→ **Problem to solve**
List each line of the entries below that contains the word "greens", copying every such line in full.

→ **Given records**
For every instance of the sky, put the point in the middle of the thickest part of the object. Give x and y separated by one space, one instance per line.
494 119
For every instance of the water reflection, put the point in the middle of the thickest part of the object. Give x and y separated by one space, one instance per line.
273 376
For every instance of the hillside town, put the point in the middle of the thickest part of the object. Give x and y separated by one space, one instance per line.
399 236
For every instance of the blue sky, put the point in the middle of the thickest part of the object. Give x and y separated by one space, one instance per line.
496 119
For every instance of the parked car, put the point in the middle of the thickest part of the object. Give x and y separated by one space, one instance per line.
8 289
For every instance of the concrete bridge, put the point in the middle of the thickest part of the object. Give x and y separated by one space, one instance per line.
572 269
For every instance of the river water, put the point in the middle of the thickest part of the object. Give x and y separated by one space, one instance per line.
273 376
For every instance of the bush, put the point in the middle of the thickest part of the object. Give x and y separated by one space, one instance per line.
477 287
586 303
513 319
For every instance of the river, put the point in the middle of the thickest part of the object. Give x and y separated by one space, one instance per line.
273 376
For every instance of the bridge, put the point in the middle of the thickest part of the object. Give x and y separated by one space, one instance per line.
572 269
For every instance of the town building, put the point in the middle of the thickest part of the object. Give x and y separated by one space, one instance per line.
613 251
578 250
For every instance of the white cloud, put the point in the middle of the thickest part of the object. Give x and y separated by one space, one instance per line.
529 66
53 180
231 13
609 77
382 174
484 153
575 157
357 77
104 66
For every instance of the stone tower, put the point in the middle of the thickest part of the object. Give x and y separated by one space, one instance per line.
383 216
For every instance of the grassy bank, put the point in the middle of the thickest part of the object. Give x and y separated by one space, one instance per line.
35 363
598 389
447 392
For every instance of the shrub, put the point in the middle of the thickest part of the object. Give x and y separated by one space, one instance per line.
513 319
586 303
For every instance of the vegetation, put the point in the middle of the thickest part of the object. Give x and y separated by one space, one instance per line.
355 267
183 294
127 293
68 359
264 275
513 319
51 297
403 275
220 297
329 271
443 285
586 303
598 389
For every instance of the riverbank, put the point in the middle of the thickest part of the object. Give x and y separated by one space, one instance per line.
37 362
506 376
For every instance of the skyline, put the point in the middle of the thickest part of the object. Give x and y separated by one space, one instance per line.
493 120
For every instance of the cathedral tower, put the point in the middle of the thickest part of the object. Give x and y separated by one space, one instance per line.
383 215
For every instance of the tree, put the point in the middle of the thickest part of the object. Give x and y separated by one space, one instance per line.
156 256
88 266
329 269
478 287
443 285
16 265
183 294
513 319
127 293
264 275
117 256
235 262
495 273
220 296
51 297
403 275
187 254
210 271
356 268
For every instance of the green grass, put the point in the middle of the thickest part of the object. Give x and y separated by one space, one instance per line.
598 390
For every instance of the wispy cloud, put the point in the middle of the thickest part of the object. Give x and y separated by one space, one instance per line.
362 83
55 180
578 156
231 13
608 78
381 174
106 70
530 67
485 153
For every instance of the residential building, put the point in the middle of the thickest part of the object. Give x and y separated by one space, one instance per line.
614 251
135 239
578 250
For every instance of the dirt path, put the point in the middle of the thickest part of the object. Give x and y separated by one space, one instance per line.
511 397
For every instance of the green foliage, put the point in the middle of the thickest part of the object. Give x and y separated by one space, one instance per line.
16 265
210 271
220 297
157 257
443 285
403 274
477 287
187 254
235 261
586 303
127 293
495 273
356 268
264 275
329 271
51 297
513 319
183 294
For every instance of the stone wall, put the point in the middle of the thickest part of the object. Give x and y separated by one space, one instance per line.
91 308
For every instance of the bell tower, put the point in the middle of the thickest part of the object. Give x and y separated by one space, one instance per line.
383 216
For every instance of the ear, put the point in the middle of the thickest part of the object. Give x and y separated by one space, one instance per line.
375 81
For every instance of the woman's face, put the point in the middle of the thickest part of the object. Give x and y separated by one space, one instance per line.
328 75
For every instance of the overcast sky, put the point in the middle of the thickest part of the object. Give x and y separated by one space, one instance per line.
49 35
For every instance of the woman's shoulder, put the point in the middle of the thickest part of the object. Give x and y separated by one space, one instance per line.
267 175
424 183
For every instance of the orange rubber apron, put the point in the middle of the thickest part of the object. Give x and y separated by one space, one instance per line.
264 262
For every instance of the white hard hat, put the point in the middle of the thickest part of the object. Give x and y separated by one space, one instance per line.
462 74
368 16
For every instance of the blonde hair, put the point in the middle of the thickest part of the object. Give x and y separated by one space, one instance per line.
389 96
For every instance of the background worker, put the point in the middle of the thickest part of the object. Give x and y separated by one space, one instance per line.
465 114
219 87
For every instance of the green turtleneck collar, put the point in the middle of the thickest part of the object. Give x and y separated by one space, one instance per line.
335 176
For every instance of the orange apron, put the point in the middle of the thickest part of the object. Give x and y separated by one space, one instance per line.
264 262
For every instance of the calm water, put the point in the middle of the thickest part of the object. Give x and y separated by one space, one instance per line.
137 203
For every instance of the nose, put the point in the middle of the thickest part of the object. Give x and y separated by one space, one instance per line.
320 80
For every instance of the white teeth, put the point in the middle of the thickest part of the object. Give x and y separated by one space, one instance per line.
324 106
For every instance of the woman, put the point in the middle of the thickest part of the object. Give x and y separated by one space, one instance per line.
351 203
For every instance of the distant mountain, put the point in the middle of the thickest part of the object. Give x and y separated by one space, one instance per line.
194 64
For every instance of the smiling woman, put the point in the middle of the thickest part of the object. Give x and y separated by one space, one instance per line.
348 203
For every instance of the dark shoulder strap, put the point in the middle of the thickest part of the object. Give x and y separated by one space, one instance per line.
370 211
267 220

...

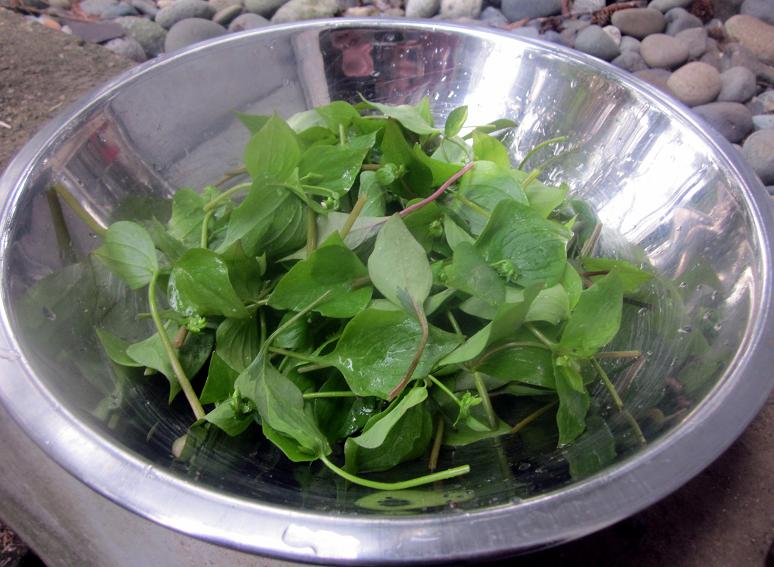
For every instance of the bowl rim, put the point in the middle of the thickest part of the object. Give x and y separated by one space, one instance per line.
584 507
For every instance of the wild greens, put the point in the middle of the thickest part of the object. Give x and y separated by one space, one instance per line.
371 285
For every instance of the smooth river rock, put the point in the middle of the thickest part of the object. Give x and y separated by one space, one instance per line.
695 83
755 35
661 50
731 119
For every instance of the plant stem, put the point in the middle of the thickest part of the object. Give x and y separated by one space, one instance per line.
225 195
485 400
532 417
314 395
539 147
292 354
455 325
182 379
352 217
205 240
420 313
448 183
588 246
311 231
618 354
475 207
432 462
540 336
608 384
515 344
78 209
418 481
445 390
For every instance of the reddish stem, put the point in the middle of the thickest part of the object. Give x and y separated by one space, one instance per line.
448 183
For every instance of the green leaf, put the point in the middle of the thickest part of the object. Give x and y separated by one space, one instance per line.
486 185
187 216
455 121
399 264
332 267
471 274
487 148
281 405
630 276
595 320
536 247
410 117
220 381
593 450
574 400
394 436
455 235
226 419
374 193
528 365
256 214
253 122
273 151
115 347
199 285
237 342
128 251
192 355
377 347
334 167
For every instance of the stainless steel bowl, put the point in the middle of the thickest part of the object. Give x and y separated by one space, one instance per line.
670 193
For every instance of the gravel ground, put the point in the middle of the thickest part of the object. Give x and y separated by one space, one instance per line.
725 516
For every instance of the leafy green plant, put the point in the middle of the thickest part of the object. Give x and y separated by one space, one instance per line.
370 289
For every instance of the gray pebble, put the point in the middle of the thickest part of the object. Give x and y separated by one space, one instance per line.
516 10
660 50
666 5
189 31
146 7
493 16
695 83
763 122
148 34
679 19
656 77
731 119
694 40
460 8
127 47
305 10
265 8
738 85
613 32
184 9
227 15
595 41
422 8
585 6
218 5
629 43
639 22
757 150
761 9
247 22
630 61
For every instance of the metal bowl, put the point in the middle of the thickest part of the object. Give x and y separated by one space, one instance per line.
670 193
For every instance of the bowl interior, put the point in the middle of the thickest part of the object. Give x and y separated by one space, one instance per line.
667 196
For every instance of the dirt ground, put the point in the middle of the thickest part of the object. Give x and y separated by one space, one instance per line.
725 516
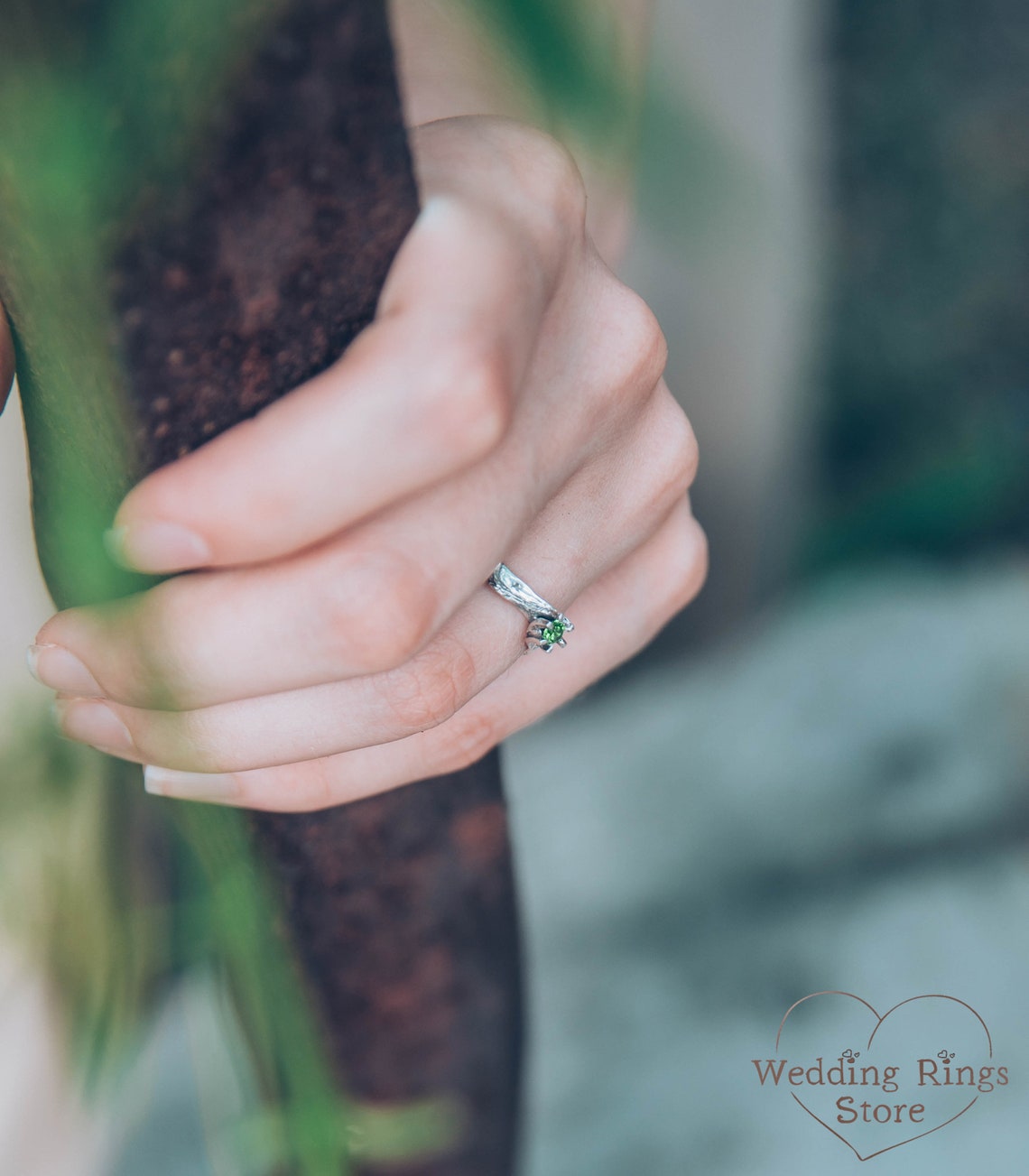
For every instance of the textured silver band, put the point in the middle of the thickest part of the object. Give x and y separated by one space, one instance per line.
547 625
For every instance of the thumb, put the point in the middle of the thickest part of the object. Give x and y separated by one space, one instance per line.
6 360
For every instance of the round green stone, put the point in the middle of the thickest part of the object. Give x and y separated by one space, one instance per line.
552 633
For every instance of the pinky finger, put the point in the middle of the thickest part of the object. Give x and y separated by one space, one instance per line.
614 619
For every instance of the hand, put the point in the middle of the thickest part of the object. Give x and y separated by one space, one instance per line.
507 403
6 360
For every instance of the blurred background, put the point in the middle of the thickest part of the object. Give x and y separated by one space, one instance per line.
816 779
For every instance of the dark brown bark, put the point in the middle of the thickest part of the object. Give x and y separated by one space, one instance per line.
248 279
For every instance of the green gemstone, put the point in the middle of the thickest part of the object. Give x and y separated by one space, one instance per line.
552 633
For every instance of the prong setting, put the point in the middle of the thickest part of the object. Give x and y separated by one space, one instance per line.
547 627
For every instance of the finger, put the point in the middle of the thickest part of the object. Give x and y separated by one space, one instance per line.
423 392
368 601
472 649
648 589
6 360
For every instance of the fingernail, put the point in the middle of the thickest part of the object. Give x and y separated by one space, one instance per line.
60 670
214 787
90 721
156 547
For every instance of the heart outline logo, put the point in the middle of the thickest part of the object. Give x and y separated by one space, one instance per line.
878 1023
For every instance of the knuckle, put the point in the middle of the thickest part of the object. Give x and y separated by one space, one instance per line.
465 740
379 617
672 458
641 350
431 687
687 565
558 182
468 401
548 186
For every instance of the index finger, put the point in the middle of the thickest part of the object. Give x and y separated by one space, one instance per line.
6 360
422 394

→ **Final result**
For every instance of the wild greens, put the point in the middle of the thickest part of the object. Give x and y separated by one space, one instance per line.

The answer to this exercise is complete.